- _STUDY TEXT_
Start of Block

Independent hotel operators is a fairly new concept in Africa, but Extrabold is making a name for itself as just that. Based in South Africa it manages and operates hotels and resorts under a variety of different international and local hotel brands. Group Director of Operations Ian Jones joined Business Traveller Africa for a chat.
Q: How would you describe Extrabold and compare it to a traditional hotel group?
A: Extrabold is an independent hotel operator, a concept that is common in the US and Europe, but less so in sub-Saharan Africa. Extrabold operates hotels like any traditional hotel group would without being tied into a single portfolio of owned brands. We are more flexible in our management approach, but still have access to the support systems, processes and tools that other hotel chains do. We have a regional sub-Saharan African focus; our systems, tools and process have been designed on proven models for the local market as opposed to the global approach often taken by larger hotel chains.
Q: Please list the properties in your portfolio and explain Extrabold’s involvement in each.
A: Extrabold manages eight properties in South Africa. Six of these properties are branded under the Protea Hotels banner; the properties are located in Hluhluwe, Hazyview, White River, Richards Bay and Pietermaritzburg. There are also the Holiday Inn Sandton, Rivonia Road and the Crowne Plaza Johannesburg – The Rosebank in Johannesburg. We provide support to the hotel management teams in the fields of finance, sales and marketing, revenue management, human resources and hotel operations, assisting and supporting the general managers and their teams to achieve the best results.

End of Block

- _ACTIVITY 1_
Please write out the Extrabold interview from "Independent hotel operators" up to and including "traditional hotel group?".
- _ACTIVITY 2_
Summarize the Extrabold interview in two sentences.
- _ACTIVITY 3_
Decide whether each statement agrees with the Extrabold interview, answering yes or no and quoting the words that settle it: (a) Independent hotel operators are a common concept in the US and Europe. (b) All eight of the properties Extrabold manages are branded under the Protea Hotels banner. (c) Extrabold's systems, tools and process follow the global approach often taken by larger hotel chains.

- _LISTED RECORDS_
Start of Block

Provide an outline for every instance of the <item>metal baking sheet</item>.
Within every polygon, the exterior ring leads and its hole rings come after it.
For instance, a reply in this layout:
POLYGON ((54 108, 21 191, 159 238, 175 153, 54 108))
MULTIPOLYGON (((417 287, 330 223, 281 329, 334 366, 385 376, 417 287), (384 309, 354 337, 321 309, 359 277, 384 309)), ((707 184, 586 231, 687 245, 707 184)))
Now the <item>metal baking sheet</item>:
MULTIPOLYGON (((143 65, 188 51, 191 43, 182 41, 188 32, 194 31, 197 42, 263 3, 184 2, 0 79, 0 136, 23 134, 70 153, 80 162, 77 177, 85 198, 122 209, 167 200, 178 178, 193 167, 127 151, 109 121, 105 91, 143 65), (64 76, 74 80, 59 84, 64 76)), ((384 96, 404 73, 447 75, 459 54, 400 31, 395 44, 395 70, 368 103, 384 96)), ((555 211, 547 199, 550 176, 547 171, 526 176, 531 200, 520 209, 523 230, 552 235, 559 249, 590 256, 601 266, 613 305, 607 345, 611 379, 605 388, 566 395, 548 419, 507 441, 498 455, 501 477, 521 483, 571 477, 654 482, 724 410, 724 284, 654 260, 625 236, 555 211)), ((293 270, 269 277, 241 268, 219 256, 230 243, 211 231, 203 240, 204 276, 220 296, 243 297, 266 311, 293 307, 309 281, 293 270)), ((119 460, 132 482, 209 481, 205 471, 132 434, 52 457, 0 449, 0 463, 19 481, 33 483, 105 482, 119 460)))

End of Block

- _EXERCISE RESPONSE 1_
Independent hotel operators is a fairly new concept in Africa, but Extrabold is making a name for itself as just that. Based in South Africa it manages and operates hotels and resorts under a variety of different international and local hotel brands. Group Director of Operations Ian Jones joined Business Traveller Africa for a chat.
Q: How would you describe Extrabold and compare it to a traditional hotel group?

- _EXERCISE RESPONSE 2_
Extrabold is a South Africa-based independent hotel operator that manages and operates hotels and resorts under various international and local brands without being tied into a single portfolio of owned brands. It manages eight properties in South Africa, six under the Protea Hotels banner plus the Holiday Inn Sandton, Rivonia Road and the Crowne Plaza Johannesburg – The Rosebank, and supports their management teams in finance, sales and marketing, revenue management, human resources and hotel operations.

- _EXERCISE RESPONSE 3_
(a) Yes: "a concept that is common in the US and Europe, but less so in sub-Saharan Africa"
(b) No: "Six of these properties are branded under the Protea Hotels banner"
(c) No: "our systems, tools and process have been designed on proven models for the local market as opposed to the global approach often taken by larger hotel chains"